• _TASK DETAILS_
Please gather every line of the records that contains the word "woman" and copy each one out in full.

### PROVIDED DATA

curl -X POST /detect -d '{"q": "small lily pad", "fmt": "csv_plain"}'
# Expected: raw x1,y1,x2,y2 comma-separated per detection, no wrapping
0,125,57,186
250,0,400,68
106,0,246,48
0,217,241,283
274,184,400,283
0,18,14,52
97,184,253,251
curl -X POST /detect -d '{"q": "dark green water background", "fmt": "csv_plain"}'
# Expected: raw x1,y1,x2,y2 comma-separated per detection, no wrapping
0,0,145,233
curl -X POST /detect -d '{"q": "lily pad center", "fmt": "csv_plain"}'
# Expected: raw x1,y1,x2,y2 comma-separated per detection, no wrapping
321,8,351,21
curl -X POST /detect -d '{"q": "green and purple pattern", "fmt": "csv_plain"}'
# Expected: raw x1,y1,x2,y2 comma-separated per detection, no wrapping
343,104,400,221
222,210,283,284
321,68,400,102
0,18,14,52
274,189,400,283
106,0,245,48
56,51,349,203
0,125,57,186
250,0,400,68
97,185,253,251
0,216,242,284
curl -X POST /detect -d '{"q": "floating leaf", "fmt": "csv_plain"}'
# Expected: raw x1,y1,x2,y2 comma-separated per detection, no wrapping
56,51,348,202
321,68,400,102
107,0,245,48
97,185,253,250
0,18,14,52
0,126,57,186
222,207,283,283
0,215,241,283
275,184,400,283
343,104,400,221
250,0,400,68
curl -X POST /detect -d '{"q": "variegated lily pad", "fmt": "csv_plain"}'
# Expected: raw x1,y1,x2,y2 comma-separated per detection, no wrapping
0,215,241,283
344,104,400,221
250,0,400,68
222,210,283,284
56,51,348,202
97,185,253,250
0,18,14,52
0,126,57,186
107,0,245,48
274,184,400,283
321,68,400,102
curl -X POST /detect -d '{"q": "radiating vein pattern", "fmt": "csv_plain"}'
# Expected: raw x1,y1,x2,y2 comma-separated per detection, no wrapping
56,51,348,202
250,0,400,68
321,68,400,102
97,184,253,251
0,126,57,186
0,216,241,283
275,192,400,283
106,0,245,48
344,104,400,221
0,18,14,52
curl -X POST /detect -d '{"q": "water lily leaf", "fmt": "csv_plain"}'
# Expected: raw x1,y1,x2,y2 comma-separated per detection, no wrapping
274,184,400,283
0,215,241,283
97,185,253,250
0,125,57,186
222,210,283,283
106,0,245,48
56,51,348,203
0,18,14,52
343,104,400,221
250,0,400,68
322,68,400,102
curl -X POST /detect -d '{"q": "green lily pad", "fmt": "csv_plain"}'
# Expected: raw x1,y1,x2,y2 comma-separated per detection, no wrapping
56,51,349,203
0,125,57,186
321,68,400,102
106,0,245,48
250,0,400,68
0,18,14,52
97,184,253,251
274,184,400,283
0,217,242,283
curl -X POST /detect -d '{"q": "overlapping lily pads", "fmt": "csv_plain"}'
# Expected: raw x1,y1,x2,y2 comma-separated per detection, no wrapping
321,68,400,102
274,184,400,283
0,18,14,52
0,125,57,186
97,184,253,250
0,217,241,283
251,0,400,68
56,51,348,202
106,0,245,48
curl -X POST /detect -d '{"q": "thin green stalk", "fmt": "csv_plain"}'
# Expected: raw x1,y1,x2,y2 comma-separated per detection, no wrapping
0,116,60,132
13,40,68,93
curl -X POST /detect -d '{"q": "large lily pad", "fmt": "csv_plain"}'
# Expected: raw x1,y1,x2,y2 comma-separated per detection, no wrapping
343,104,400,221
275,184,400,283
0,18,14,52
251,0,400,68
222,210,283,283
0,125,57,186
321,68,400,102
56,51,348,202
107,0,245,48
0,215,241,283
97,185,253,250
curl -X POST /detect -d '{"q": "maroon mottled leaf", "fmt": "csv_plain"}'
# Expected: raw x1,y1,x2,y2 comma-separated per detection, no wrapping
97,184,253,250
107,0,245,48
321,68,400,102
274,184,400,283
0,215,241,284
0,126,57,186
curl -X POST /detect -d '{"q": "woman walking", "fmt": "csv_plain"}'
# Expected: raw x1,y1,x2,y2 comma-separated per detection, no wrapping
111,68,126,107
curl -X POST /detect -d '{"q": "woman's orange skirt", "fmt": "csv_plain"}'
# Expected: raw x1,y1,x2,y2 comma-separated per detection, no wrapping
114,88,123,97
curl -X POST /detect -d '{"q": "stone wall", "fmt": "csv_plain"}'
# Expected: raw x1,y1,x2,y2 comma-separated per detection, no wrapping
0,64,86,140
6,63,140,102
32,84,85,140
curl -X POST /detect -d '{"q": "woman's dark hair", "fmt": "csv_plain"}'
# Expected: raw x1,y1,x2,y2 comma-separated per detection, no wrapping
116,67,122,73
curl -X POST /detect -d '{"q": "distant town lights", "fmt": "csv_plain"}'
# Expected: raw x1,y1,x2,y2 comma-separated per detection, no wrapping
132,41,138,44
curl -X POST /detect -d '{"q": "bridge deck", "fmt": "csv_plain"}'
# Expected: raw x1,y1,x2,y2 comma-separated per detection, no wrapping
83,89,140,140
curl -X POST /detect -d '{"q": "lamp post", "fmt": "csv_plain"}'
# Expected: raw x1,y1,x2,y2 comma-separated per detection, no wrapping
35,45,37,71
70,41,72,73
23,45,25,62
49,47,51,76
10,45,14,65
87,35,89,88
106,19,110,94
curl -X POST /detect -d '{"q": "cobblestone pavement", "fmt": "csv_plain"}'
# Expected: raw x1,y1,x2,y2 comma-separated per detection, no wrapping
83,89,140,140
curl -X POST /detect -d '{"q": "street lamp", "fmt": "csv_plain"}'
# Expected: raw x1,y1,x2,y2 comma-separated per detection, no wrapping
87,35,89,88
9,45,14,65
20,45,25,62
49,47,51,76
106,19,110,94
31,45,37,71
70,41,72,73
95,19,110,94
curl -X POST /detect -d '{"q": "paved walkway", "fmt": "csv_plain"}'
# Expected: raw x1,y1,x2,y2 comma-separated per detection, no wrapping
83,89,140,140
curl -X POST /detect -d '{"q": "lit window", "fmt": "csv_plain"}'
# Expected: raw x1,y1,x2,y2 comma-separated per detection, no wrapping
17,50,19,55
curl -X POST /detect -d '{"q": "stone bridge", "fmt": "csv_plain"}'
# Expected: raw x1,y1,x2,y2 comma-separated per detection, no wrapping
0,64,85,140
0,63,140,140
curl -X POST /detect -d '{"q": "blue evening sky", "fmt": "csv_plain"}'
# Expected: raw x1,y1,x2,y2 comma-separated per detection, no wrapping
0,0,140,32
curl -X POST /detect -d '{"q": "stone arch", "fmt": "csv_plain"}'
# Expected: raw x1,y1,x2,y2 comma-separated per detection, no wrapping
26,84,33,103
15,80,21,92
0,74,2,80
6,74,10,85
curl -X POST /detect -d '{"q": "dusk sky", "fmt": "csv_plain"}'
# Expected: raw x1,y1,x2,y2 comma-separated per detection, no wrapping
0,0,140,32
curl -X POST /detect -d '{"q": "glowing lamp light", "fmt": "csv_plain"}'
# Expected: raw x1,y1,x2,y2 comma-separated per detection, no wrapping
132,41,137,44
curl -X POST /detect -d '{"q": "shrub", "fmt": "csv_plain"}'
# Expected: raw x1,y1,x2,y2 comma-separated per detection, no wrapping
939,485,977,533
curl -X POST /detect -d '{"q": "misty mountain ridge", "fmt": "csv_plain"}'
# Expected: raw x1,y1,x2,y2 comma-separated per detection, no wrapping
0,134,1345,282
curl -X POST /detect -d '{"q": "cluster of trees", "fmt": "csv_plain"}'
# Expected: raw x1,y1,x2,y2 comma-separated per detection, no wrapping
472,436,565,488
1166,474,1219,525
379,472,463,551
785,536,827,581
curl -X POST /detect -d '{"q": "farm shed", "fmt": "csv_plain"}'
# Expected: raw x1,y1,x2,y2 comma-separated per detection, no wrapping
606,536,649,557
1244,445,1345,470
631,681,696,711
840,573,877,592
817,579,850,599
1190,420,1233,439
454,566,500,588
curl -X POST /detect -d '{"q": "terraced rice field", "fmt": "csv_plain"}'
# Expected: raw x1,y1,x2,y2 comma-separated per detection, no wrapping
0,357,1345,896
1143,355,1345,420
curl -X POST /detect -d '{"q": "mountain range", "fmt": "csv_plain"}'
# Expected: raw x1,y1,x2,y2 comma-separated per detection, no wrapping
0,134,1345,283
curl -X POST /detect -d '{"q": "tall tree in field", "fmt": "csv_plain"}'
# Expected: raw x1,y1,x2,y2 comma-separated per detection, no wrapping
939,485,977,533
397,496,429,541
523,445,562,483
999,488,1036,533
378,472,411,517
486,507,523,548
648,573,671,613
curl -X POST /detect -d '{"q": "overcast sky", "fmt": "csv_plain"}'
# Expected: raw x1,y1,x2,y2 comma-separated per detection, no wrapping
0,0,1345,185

######

• _THE SOLUTION_
curl -X POST /detect -d '{"q": "woman walking", "fmt": "csv_plain"}'
curl -X POST /detect -d '{"q": "woman's orange skirt", "fmt": "csv_plain"}'
curl -X POST /detect -d '{"q": "woman's dark hair", "fmt": "csv_plain"}'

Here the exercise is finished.